## Extracted material:
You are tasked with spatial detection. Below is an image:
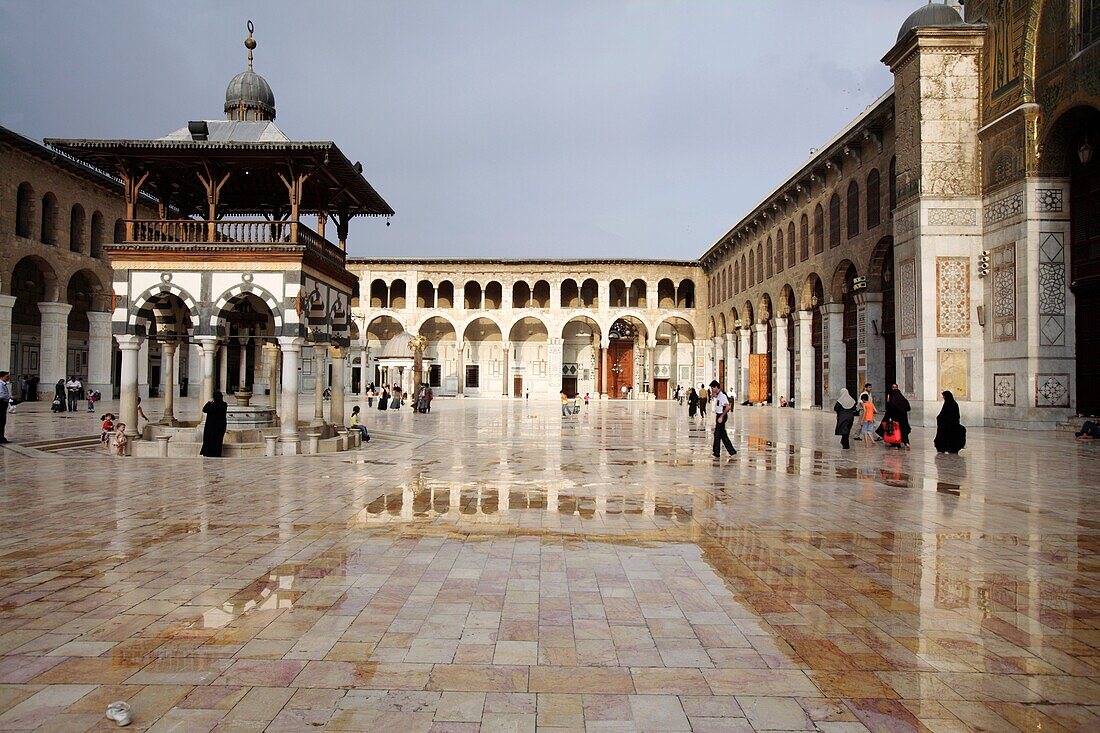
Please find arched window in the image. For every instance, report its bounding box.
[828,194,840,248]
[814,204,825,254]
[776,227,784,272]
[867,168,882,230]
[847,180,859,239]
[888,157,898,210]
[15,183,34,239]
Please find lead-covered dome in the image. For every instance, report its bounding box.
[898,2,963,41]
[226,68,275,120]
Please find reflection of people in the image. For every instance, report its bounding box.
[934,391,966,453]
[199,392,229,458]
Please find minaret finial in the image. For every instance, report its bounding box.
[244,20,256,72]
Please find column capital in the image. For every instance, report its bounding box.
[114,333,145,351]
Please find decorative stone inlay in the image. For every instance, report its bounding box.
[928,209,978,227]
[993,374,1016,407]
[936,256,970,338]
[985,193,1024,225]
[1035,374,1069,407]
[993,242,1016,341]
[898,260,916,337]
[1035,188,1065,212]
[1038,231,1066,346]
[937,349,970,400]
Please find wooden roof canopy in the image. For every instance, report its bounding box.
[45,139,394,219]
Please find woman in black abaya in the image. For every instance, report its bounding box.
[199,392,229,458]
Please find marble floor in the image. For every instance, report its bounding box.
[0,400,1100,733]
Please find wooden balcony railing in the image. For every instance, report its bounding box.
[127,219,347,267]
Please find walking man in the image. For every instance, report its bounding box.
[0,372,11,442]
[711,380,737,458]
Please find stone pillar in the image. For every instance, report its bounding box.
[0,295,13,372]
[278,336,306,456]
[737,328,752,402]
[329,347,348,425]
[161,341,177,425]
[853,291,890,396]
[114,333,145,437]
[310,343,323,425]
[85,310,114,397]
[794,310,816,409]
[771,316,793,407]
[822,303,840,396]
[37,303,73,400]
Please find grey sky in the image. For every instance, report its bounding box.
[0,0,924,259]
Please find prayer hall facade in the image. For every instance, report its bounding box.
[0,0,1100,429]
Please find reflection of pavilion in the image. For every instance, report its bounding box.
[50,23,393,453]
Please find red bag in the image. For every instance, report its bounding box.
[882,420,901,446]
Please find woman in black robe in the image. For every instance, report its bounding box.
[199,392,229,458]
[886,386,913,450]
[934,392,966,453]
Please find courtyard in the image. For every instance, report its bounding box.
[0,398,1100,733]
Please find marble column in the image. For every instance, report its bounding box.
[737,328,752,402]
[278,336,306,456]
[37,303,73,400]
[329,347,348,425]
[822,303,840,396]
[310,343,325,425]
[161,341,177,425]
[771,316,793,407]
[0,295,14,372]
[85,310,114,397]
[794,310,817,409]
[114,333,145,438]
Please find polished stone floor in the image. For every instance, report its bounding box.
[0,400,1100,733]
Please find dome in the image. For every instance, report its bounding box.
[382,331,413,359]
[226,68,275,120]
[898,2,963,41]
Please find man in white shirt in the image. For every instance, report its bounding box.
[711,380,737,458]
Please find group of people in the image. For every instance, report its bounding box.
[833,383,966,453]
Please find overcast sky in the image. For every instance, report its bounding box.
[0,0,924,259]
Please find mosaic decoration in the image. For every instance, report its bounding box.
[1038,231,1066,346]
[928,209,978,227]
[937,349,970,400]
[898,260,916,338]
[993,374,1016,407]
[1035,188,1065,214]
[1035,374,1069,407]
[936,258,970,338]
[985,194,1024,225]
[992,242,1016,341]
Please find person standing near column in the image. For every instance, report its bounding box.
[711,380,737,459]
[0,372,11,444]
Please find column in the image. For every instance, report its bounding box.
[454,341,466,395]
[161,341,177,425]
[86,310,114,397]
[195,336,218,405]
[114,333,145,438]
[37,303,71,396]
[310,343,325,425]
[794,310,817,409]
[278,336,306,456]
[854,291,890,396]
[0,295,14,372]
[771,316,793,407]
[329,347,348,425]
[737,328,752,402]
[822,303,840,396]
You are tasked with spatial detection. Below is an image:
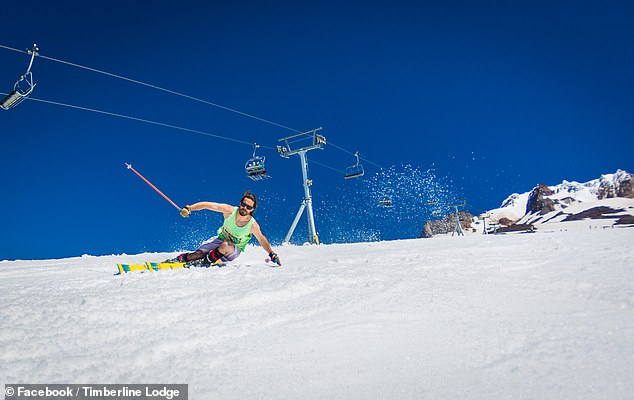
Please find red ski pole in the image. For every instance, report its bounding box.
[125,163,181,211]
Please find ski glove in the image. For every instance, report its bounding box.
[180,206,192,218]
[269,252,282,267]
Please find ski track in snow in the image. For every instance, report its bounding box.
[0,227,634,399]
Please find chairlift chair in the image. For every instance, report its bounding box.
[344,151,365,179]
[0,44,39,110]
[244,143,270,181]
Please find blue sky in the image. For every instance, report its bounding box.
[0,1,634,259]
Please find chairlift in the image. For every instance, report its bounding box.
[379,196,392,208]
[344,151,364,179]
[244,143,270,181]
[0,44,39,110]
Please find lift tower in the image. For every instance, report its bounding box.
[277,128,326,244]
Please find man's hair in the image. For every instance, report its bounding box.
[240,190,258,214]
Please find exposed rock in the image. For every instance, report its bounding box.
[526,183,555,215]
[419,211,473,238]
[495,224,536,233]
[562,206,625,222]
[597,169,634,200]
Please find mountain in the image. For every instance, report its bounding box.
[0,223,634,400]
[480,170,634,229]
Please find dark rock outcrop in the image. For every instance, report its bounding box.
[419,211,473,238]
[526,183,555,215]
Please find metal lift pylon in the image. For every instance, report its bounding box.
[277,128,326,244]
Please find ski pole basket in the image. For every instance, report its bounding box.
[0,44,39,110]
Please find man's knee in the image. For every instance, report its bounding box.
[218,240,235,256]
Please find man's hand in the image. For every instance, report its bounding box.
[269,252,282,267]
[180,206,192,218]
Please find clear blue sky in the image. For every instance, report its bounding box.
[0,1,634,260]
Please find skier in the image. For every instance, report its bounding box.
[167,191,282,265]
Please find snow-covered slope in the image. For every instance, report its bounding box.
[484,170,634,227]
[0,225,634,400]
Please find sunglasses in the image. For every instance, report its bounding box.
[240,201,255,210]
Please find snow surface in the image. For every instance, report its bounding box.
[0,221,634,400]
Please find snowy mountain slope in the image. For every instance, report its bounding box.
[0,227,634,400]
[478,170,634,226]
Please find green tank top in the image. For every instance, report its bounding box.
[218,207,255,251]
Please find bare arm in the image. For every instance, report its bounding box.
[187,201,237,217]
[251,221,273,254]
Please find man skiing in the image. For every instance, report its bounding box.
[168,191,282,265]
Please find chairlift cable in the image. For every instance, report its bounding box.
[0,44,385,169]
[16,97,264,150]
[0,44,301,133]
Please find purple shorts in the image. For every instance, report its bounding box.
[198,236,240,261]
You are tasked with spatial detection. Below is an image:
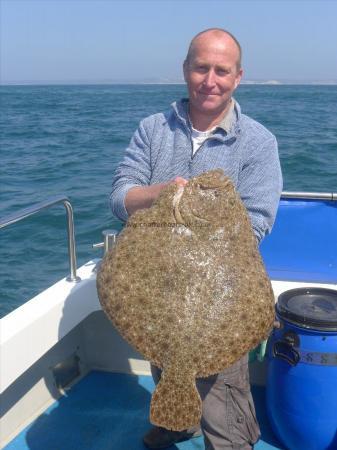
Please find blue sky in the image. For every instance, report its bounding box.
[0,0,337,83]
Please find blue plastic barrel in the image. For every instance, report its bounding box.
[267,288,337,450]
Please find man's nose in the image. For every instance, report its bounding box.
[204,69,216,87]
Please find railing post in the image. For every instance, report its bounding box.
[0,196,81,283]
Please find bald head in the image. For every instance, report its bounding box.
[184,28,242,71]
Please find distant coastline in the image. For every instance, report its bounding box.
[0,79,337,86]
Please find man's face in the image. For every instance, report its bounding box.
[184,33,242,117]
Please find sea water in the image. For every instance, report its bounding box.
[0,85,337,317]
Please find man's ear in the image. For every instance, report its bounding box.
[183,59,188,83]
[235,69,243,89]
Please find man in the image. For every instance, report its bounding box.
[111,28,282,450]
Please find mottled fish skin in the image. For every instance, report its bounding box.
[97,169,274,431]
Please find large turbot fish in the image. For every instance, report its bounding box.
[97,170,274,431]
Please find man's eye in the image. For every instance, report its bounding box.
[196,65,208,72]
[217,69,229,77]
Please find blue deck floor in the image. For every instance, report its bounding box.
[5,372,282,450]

--

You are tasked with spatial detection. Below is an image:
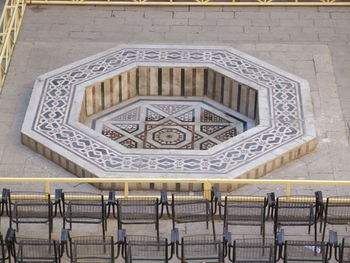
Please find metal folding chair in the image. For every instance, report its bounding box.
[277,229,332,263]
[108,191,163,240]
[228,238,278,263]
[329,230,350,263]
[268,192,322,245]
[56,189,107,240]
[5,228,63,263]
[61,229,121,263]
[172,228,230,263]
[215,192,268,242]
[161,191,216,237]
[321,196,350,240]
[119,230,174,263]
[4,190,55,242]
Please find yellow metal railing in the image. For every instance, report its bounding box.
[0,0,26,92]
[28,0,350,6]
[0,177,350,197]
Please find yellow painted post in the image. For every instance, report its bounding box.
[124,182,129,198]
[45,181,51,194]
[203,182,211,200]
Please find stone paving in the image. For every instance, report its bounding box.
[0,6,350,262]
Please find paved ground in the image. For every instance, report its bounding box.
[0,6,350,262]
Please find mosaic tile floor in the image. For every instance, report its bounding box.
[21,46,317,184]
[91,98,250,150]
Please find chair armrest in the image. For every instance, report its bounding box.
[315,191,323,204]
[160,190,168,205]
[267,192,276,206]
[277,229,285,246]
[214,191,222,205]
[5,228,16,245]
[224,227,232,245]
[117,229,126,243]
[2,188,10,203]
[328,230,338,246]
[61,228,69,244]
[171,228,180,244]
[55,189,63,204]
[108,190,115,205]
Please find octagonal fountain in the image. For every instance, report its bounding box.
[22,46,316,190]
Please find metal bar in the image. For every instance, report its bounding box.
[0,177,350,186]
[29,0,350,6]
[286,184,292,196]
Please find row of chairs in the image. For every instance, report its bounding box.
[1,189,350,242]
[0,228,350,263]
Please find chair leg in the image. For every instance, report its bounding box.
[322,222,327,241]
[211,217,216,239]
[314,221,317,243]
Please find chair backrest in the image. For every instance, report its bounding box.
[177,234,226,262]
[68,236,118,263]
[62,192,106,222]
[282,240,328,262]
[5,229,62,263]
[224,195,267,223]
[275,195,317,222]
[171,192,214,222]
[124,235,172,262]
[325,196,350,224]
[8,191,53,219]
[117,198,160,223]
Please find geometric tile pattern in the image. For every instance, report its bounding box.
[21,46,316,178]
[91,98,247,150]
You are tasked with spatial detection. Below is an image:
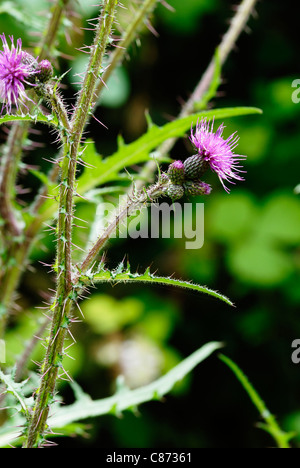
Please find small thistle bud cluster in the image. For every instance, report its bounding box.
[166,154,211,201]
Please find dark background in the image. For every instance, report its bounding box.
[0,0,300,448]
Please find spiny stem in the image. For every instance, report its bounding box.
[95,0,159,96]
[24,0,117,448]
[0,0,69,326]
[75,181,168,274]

## Goal:
Rewrite the records from the line with "Please find chair armrest" to the line with "[108,190,115,205]", changing "chair armrest" to "folding chair arm" and leaving everything else as it is.

## Response to the exercise:
Please find folding chair arm in the image. For every instance, report its bounding box.
[315,191,323,204]
[160,190,168,205]
[267,192,276,206]
[277,229,285,246]
[214,191,222,205]
[5,228,16,245]
[224,227,232,245]
[117,229,126,243]
[2,188,10,203]
[328,230,338,246]
[61,228,69,244]
[171,228,180,244]
[55,189,63,204]
[108,190,115,205]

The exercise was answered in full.